══ Record extracts ══

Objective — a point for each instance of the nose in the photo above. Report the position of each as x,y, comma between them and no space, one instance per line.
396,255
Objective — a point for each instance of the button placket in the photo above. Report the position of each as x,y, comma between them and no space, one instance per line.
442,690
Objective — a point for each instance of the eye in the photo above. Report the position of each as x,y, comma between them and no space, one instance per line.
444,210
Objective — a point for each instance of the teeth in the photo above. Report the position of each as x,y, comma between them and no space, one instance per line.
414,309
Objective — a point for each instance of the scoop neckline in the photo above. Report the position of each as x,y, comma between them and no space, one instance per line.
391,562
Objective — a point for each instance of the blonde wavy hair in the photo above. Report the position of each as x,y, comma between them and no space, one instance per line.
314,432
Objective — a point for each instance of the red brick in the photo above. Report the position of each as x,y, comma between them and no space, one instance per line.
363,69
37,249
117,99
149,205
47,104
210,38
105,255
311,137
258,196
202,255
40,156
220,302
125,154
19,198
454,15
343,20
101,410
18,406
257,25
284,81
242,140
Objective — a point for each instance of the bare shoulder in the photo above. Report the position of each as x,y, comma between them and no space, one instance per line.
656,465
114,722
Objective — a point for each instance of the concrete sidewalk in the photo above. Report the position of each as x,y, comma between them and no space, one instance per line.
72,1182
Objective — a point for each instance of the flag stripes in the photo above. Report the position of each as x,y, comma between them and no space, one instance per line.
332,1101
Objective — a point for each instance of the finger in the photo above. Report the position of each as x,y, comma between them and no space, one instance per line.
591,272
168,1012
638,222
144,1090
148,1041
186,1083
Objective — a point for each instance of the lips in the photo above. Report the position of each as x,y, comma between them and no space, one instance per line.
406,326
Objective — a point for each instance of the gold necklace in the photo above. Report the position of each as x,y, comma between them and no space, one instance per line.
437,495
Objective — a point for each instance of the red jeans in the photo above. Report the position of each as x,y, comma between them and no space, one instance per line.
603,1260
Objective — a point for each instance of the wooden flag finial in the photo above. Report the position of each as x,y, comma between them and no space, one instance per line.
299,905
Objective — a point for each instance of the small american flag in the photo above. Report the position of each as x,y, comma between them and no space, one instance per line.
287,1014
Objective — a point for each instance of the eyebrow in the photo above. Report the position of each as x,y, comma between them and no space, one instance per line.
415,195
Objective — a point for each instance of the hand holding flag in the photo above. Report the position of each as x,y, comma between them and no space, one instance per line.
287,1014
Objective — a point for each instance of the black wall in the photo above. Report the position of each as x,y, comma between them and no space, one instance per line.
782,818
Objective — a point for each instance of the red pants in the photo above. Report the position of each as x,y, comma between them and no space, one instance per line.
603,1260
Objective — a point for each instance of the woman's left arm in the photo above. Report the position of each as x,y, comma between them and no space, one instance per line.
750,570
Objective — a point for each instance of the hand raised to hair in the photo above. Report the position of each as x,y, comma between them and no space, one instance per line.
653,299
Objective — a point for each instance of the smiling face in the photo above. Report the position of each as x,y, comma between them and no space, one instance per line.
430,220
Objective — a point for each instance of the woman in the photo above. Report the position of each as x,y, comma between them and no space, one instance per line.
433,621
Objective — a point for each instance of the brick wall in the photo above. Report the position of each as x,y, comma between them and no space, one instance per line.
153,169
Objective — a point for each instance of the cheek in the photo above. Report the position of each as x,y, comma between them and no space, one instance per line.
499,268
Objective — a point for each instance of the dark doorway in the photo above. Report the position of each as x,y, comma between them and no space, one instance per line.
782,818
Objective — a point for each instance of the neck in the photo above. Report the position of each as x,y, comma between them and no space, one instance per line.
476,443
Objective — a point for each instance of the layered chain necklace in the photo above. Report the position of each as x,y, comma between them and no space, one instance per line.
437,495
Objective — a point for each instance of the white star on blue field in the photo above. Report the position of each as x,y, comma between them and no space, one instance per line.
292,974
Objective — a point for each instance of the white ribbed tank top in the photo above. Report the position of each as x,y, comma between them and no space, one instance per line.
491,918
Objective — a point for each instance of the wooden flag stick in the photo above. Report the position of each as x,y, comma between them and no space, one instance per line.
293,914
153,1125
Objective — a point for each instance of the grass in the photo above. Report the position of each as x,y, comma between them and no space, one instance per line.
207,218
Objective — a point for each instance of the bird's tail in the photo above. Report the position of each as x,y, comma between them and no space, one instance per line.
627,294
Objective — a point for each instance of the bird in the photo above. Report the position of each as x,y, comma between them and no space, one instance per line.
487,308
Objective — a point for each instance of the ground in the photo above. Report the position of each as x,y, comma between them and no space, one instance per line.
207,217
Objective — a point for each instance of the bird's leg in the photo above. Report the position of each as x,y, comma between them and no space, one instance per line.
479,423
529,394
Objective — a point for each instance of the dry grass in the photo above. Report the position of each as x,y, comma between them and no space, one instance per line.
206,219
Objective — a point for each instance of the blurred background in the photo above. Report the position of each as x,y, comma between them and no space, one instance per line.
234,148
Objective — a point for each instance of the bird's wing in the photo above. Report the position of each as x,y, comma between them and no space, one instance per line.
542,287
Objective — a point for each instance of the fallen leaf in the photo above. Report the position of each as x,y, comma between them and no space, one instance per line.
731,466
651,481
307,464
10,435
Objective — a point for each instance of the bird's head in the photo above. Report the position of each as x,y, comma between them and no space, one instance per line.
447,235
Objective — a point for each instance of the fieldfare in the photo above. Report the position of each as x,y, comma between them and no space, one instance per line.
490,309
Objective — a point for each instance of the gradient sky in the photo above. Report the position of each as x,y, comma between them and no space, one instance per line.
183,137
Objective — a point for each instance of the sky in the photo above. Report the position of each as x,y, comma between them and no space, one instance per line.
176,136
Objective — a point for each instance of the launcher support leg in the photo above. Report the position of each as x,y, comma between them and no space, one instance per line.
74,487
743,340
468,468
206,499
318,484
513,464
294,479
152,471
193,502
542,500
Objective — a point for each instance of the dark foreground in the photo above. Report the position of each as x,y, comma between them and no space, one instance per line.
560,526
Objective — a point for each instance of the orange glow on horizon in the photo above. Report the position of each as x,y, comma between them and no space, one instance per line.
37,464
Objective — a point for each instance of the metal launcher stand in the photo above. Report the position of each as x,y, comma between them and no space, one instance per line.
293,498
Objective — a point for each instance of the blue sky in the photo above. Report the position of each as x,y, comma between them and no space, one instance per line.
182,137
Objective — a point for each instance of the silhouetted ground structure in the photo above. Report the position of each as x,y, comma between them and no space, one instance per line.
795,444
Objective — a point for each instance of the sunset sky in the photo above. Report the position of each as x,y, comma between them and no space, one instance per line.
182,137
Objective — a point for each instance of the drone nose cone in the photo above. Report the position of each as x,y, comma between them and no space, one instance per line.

═══

Problem details:
Retype each record above so that every word stays exactly the same.

Solution to this task:
Objective — a point for each instance of the nose in the photo above. Report the position of each as x,y, comma between them and no space, one instance per line.
396,255
Objective — a point for each instance of the button placket in the photo above. Report the position of each as x,y, comma between them and no space, one instance per line.
442,690
Objective — a point for each instance of the eye in the photo above. Report the position of each as x,y, comma between them and no space, one instance per line.
444,210
Objective — a point for each instance of the teeth in the photo above. Report the position of each as x,y, comma between them and no space, one instance per line.
414,309
Objective — a point for each instance of the scoop neckline in the photo above. Report the position of each as x,y, comma between them and no space, one instance per line.
391,562
Objective — a point for each instance of the blonde wavy hair in the photo above. Report the position of each as x,y, comma between them and no space, one instance per line.
314,432
Objective — a point for each instance of the red brick in the photo above. Report the position of each as x,y, comma between them and no space, one instance per line.
363,69
37,249
117,99
149,205
47,104
210,38
105,255
311,137
258,196
202,255
40,156
220,302
125,154
19,198
454,15
343,20
101,410
18,406
257,25
284,81
242,140
Objective — a point for each instance of the bare shoulder in the photo above. Report the position of each as x,y, comma between them and no space, one instance per line.
656,465
114,722
Objective — a point for each instance of the concrete sidewalk in the photo above. Report the position of each as x,y, comma between them and no space, one instance per line.
72,1182
Objective — a point for each instance of the flag stripes in the photo above. Report the position of each as x,y, comma between them and no space, one instance per line.
332,1101
Objective — a point for each instance of the finger in the photo above. Report the position of each as x,y, comma between them and no space, one instance per line.
591,272
168,1012
638,222
144,1090
148,1041
186,1083
Objective — a point for each instance of the lips in the photo above. Report the position of each as x,y, comma between them and no space, one instance per line.
406,326
Objective — a point for each instance of the gold necklace in the photo above. Report the position of each as x,y, comma between them and no space, one instance per line.
437,495
Objective — a point for each instance of the red jeans in the photo above. Report the position of each as x,y, comma between them and no space, one instance per line.
603,1260
Objective — a point for each instance of the wooden flag finial in the photo above. Report the position of each as x,y, comma between them and no space, one instance per line.
299,905
Objective — a point for each instance of the small american flag in the photo above. Report the position of each as x,y, comma between them and no space, one instance per line.
287,1014
Objective — a point for each instance of the eyebrow in the photo above. Report the position of each as x,y, comma between them and no space, one instance per line.
415,195
Objective — a point for each instance of the hand holding flag in the photo above. Report the position of each as x,y, comma between them and no space, one instance per line.
287,1014
Objective — a point for each instance of the black wall in the photo above. Report the position of each as x,y, comma between them and no space, one instance per line.
782,818
Objective — a point for each instance of the red pants in the photo above. Report the position of each as x,y, comma between them and no space, one instance per line.
603,1260
Objective — a point for each instance of the woman's left arm in the photo above. Report the position of each as x,y, comma between them and no space, one instance per line.
750,570
Objective — a point for each instance of the hand raised to hair in the photo above. Report the position of each as x,y, comma between them and no space, one instance per line.
653,299
Objective — a point for each instance of the smiling face in the photo above. Report the position of each as x,y, comma between them and no space, one instance per line.
430,220
Objective — a point for each instance of the woman in the photo above. Report the position of each as x,y, comma between them and no space, one instance per line.
433,621
Objective — a point for each instance of the brick wall in the photo above. Report the position of each as x,y, comma between them and no space, one instance per line.
153,169
Objective — a point for each instance of the cheek in the photo above. Report the position of each as x,y, comma between them and no space, one instance per line.
499,268
Objective — a point for each instance of the dark doorway in the photo above. Report the position of each as x,y, comma between them and no space, one instance per line.
782,818
Objective — a point for each instance of the neck in the photo above. Report the position of each as x,y, comma between them and no space, one instance per line.
476,443
Objective — a point for each instance of the layered chain necklace in the photo above. Report the position of each as x,y, comma between them and no space, one instance per line.
437,495
Objective — a point for each instance of the white star on blue field in the photo above. Report the position of each as x,y, comma between them and no space, one instance per line.
292,974
Objective — a point for each instance of the white ribbed tank top in the photo above. Report the position of each as x,y, comma between them and no space, one instance per line.
491,918
Objective — a point for each instance of the wooden flag stick in the photo above. Report the position of each as x,y, comma between them and no space, one instance per line.
293,914
153,1125
Objective — a point for each instance of the grass in the photo above. Report the position of each as x,y, comma between them and no space, one instance per line.
207,218
Objective — a point for each instance of the bird's tail in the photo above. Report the position of each as x,y, comma between them and no space, one instance per line.
627,294
Objective — a point for each instance of the bird in the photo above. Report the position of each as x,y, comma between them and no space, one instance per line.
487,308
Objective — a point for each instance of the ground in the photo above. Report the position of each as x,y, comma between them and no space, one instance per line.
207,217
Objective — a point for each instance of the bird's leg in the photo above. Report the position of each as x,y, comma between them and no space, one instance per line.
479,423
529,394
Objective — a point for each instance of the dry grass in the photo above. Report the position of each as x,y, comma between them and no space, one instance per line.
206,219
Objective — a point for each instance of the blurred background in the photo above. Report the position of each as x,y, comma between them and no space, one instance per line.
234,148
Objective — a point for each instance of the bird's wing in the photo above. Report the position of each as x,y, comma between them and no space, one instance per line.
542,287
Objective — a point for each instance of the fallen leaf in the photo above. Report the position of each as x,y, comma between them and no space, one instance per line.
731,466
651,481
307,464
10,435
Objective — a point for each instance of the bird's head in the photo above. Report the position of each as x,y, comma between them and no space, one instance per line.
447,235
Objective — a point for each instance of the fieldfare in the photo above. Report the position of each as x,y, comma between them and no space, one instance per line.
490,309
Objective — a point for each instance of the gradient sky in the photo above. Report the position of each as x,y, comma between them and no space, one instance per line.
183,137
Objective — a point for each instance of the sky in the photo above. Report the position of each as x,y, comma between them and no space, one instance per line.
176,136
Objective — a point for each instance of the launcher support leg in the photo above. Report the position of each as x,y, comma between them and no space, one instance per line.
74,487
743,340
468,468
206,499
318,484
513,464
294,479
152,471
193,502
542,500
Objective — a point for each instance of the dark foreground in the photo above. Report the position of each as x,y, comma between them and no space, one instance per line.
560,526
Objective — a point for each instance of the orange glow on horizon in the photo above. Report the position of each as x,y, comma between them and no space, one instance per line.
37,464
Objective — a point for each instance of the metal launcher stand in the photo above. Report the position of each as x,y, comma between them and no space, one instance per line.
293,498
Objective — a point for each instance of the blue sky in the photo above. Report the position of each as x,y, comma between them and no space, one instance per line.
182,137
Objective — a point for each instance of the silhouetted ground structure in the photo above. Report the position of each as x,y, comma between them and no space, one instance per line.
795,444
Objective — a point for each instance of the sunset sky in the photo above. Report the position of each as x,y, comma between them and no space, one instance per line.
182,137
Objective — a point for each instance of the drone nose cone in the photo above. Report the position of each as x,y, comma between them and no space, one instance per line.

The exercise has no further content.